→ Goal of the exercise: The entries below are to be written out again without alteration.

(Stored entries)
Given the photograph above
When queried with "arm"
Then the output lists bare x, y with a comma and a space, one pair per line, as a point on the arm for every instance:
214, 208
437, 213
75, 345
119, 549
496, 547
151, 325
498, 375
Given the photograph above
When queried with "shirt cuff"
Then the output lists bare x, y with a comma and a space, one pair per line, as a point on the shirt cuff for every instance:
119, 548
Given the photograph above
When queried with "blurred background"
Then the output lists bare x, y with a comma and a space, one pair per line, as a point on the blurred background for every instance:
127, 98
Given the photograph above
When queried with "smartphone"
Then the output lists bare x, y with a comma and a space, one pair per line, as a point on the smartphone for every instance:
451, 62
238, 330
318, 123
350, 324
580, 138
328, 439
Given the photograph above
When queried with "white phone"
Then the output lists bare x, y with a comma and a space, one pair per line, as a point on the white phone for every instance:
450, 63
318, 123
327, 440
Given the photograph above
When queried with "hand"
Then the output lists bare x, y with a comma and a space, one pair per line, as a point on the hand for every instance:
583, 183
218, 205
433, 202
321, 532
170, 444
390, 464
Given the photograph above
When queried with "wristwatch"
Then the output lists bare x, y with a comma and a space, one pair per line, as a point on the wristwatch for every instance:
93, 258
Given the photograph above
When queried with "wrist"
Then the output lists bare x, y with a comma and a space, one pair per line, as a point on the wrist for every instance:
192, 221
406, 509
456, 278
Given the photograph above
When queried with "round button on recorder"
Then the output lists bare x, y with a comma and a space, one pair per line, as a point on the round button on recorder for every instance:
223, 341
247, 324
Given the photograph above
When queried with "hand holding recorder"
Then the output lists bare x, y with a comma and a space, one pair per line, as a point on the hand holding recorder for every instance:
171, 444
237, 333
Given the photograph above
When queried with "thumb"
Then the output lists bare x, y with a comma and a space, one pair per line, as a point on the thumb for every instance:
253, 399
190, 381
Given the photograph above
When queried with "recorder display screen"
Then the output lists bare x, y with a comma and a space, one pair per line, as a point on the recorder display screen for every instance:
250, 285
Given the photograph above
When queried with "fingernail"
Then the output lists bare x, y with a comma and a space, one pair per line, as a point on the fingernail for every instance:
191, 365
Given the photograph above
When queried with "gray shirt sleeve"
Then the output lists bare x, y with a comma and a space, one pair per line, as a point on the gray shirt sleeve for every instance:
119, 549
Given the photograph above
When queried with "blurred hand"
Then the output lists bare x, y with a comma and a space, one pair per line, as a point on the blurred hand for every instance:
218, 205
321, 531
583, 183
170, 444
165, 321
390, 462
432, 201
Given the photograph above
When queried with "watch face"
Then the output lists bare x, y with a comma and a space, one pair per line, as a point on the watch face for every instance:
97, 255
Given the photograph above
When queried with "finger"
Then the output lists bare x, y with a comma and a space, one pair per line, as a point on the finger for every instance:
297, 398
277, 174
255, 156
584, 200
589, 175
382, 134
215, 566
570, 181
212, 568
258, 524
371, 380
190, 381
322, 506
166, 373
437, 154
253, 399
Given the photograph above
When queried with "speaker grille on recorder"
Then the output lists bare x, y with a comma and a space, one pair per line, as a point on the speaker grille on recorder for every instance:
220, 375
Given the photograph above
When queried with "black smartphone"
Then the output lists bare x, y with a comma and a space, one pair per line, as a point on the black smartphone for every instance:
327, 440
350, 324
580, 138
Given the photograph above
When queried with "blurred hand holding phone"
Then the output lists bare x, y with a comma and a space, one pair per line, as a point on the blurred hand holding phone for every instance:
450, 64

→ Result for this task:
Given the photograph above
When queried with "arm"
Then the output lists bare x, y with a comma and a space, one pair per line, as a point on the arm for every instance:
214, 208
437, 213
75, 345
119, 549
496, 547
151, 325
498, 375
Given the photograph above
When queried with "shirt cuff"
Then the output lists bare x, y with a comma and a space, one pair per line, as a point on the shirt cuff for every instance:
119, 548
Given the photograph above
When queried with "blurred background"
Then the output lists bare x, y with a comma and a space, one pair per line, as a point on the blurred background for every instance:
127, 98
Given the photograph above
When queried with "smartphone"
Then the output lists bare x, y with a comma and a space, one pair per line, as a point on the smartphone for every instance:
451, 62
238, 330
318, 123
350, 324
580, 138
328, 439
Given the photograph above
When queried with "white phone"
Then the output lists bare x, y with a comma and a space, one pair per line, as a point on the white phone for every instance:
450, 63
318, 123
327, 440
Given the photograph above
When queried with "hand"
Then the output lists bare x, y with a comma and a space, one pair per line, as a point on the hand for every instance:
583, 183
218, 205
433, 202
321, 532
170, 444
390, 464
Given the photograph above
When queried with "wristwatch"
Then the output lists bare x, y with a comma and a space, one pair per line, as a point on the wristwatch for every instance:
93, 258
Given the photograph above
When queried with "wrist"
Then the output lists bare x, y with a comma and a space, one pair per line, as a point on the wrist for every instance:
192, 221
406, 509
456, 278
Given the photograph above
When queried with "round button on recorder"
Then the output lists bare x, y with a comma and a space, one pair per line, as a point on the round button on recorder for every instance:
223, 341
247, 324
Given the photograph above
When queried with "hand holding recorder"
Then the output lists bare x, y with a comma and a space, one pair per line, as a point on the hand holding recorder for every instance:
171, 444
237, 333
Given the photograph above
When queried with "thumb"
Then the output lists bare x, y with a comma and a space, one pair per line, as a point on the thumb for every instance:
253, 399
190, 381
Given the photograph above
When queried with "recorder display screen"
Then the output lists bare x, y with a comma and a space, one pair per line, as a point on the recorder display screen for every instance:
250, 285
Given the photograph above
When queried with "fingernail"
Then the output lists bare x, y with a comma and a space, one pair per line, as a point on the fingernail for every instance:
191, 365
Given the photograph above
When queried with "gray shirt sleeve"
Then the output lists bare x, y with a comma and a space, one pair per line, as a point on the gray shirt sleeve for every instance:
119, 549
Given the photograph above
When queried with "blurred hand"
Then the output lists bare x, y with a comma and a space, one pair per line, as a point on the blurred hand for every instance:
218, 205
321, 531
583, 183
170, 444
165, 321
390, 462
432, 201
Given the photograph above
When queried with "watch face"
Then the output lists bare x, y with a comma and a space, one pair per line, as a point on the watch face for every instance:
97, 255
Given the photograph above
When queried with "finger"
Then the output lists bare x, y with a comma and a space, one pair per line, as a point on the finger for every instance:
297, 398
277, 174
255, 156
584, 200
589, 175
382, 134
215, 566
570, 181
212, 568
258, 524
371, 380
190, 381
322, 506
166, 373
437, 154
253, 399
Given the photograph above
When queried with "speaker grille on recorder"
Then the output lists bare x, y with a comma and a space, one pair per line, as a point on the speaker grille on recorder for every instance:
220, 375
Given the photograph above
When queried with "black smartphone"
Then the output lists bare x, y with a comma and a space, one pair per line, as a point on the black smartphone for every instance:
327, 440
350, 324
580, 138
Given the photograph above
When queried with "blurred hand holding phone"
Then the output lists bare x, y with a comma and a space, one pair per line, as a point on the blurred hand holding phone for every instance:
450, 64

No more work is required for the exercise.